_PAGE TEXT:_
There are two natural ways of answering the query “Where is the mind?” The first, is “In the head”; the second is “Not in the head, but somewhere else.” A third, more recently mooted answer is “Both in the head and somewhere else.” This chapter will trace attempts of contemporary philosophy of mind to answer this question before suggesting that it ought to be rejected. In so doing, I will challenge the endeavor to find a place for the mental in a physical world.

In the Head: The Skull

What do we mean when we say that the mind is in the head? Might we be thinking of a human face, perhaps skinless, with muscles, eyes, nose, mouth, and teeth exposed? We may imagine the cavities of the cheek, the bones of the jaw, and the eyes staring out of their sockets. If this is the sense of “in the head” we have in mind, then it ought to make perfect sense to continue with the question “Where in the head is the mind?”

_TASK 1:_
From the passage on where the mind is, quote the part that begins at the words "There are two" and stops after "a physical world.".
_TASK 2:_
In the passage on where the mind is, what is the third, more recently mooted answer to the question of the mind's location?

_INFORMATION GIVEN:_
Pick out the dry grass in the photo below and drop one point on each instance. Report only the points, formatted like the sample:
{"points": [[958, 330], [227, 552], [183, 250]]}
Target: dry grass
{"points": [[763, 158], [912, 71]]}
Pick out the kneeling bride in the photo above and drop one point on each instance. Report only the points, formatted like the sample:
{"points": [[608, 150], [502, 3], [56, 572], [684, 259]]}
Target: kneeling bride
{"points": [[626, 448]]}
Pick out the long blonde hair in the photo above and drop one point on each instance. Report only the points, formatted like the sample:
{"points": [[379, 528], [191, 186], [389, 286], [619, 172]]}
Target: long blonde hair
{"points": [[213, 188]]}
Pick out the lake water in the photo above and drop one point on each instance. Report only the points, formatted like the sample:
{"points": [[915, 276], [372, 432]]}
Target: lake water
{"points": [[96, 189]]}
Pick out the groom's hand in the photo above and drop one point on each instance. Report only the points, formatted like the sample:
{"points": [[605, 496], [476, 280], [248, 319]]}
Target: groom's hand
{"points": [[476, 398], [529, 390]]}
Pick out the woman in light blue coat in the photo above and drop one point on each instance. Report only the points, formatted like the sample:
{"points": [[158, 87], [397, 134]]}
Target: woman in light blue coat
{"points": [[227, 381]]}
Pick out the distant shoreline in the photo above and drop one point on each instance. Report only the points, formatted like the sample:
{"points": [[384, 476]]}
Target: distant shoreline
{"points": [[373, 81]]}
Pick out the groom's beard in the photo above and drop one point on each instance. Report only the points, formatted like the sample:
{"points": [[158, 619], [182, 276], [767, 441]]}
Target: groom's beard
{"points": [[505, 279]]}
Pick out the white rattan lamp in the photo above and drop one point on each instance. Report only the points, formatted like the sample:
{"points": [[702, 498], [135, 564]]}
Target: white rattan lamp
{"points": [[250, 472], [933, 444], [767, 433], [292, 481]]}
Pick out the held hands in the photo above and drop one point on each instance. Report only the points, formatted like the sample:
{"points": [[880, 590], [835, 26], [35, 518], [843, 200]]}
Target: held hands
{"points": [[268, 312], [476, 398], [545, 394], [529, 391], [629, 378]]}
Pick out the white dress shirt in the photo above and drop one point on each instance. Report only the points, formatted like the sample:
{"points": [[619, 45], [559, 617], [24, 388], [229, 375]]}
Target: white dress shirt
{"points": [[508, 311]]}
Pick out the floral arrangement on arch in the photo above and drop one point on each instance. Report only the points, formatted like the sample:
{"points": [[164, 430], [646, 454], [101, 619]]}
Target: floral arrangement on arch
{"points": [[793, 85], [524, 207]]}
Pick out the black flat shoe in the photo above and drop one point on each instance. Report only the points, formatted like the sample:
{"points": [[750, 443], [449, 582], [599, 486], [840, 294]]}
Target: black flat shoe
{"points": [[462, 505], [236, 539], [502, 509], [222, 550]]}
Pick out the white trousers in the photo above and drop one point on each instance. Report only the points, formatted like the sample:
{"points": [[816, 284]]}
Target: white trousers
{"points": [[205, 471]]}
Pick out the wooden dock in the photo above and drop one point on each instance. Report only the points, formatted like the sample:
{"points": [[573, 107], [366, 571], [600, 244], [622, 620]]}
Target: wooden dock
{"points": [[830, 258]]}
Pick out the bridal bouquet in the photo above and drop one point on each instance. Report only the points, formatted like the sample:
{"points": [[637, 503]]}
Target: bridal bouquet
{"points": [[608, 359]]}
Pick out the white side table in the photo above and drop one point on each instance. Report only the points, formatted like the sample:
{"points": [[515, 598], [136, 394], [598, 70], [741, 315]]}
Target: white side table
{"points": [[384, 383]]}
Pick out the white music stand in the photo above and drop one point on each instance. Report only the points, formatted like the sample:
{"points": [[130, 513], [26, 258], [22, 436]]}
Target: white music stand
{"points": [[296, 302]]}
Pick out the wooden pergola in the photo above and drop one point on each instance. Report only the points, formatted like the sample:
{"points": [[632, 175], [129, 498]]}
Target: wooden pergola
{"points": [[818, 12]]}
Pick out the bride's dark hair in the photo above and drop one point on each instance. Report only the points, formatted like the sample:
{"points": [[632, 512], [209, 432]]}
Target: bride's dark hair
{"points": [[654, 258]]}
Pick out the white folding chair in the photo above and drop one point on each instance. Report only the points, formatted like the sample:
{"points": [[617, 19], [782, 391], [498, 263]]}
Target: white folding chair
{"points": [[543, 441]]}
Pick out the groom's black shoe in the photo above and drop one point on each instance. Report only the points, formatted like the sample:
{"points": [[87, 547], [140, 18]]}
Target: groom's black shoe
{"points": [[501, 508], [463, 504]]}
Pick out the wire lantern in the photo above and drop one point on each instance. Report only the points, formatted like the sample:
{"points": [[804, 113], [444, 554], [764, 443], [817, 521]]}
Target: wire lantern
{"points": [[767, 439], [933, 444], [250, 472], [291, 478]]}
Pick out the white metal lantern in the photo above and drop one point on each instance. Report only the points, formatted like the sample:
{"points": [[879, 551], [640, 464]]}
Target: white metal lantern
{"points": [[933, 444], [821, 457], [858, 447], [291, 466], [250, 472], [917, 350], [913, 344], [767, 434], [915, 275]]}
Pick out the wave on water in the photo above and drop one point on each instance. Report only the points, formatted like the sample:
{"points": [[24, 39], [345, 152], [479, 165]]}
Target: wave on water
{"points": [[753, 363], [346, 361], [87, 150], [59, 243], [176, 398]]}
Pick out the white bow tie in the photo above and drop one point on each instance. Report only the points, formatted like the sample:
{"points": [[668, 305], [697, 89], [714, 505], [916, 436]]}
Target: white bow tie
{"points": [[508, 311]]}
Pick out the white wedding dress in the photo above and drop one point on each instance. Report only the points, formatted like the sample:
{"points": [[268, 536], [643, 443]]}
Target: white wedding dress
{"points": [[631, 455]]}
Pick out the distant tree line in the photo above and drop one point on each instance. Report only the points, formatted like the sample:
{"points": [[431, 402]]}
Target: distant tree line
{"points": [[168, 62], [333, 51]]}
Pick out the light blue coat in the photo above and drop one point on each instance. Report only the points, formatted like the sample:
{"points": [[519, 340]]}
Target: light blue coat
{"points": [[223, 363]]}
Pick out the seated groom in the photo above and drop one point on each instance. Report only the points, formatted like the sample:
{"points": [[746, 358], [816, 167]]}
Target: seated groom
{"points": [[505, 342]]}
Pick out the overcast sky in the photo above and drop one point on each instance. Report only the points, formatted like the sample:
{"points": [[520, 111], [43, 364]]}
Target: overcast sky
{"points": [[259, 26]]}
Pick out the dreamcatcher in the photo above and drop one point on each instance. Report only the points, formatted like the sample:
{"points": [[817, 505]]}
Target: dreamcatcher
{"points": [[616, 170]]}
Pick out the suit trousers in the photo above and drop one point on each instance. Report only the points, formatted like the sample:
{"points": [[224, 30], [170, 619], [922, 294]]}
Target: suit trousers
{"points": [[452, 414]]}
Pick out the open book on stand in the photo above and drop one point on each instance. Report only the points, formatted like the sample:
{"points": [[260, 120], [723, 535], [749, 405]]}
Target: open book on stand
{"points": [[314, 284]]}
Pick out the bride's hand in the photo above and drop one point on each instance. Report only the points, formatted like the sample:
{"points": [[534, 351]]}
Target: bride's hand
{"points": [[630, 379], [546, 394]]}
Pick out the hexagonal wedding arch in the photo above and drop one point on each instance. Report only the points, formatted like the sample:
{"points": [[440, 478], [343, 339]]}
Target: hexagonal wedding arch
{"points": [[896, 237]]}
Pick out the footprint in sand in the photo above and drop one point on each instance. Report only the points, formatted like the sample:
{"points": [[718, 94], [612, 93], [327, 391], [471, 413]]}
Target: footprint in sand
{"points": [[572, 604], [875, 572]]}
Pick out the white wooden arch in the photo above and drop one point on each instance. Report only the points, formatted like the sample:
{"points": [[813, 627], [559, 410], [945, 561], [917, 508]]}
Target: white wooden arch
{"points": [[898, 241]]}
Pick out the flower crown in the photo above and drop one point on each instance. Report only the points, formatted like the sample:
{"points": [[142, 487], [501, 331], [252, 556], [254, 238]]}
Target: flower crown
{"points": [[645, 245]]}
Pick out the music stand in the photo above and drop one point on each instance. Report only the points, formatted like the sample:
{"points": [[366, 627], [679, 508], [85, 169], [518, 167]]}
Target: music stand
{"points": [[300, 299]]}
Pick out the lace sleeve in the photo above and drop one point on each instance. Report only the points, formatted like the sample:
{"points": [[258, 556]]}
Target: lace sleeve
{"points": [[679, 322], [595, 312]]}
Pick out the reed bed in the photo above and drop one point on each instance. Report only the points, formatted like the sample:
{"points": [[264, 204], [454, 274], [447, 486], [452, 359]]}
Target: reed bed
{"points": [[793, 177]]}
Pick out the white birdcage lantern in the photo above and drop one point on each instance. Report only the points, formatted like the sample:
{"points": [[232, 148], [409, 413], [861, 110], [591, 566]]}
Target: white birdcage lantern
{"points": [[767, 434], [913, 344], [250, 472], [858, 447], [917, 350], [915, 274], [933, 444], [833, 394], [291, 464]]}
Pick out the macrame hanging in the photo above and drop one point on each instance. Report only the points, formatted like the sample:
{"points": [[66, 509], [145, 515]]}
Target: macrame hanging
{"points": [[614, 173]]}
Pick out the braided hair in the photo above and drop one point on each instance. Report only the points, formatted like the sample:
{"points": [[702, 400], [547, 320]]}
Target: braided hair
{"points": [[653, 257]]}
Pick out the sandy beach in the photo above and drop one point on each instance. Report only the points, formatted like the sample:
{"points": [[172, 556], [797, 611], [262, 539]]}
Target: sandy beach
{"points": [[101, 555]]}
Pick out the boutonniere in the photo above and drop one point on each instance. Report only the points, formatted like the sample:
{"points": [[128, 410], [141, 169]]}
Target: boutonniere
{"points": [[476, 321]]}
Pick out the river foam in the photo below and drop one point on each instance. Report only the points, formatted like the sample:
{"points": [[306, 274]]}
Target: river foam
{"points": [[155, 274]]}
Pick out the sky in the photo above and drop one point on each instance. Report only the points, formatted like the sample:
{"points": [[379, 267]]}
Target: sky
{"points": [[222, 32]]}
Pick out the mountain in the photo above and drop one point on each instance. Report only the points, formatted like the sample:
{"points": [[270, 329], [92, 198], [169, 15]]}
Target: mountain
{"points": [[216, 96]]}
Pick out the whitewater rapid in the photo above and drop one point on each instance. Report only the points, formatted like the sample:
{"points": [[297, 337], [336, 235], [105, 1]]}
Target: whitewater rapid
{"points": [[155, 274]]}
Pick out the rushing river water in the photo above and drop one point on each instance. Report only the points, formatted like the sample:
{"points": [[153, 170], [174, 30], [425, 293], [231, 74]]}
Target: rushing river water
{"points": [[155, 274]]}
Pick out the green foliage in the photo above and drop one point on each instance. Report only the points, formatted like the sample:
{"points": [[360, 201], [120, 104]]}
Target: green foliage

_REPLY 1:_
There are two natural ways of answering the query “Where is the mind?” The first, is “In the head”; the second is “Not in the head, but somewhere else.” A third, more recently mooted answer is “Both in the head and somewhere else.” This chapter will trace attempts of contemporary philosophy of mind to answer this question before suggesting that it ought to be rejected. In so doing, I will challenge the endeavor to find a place for the mental in a physical world.

_REPLY 2:_
Both in the head and somewhere else.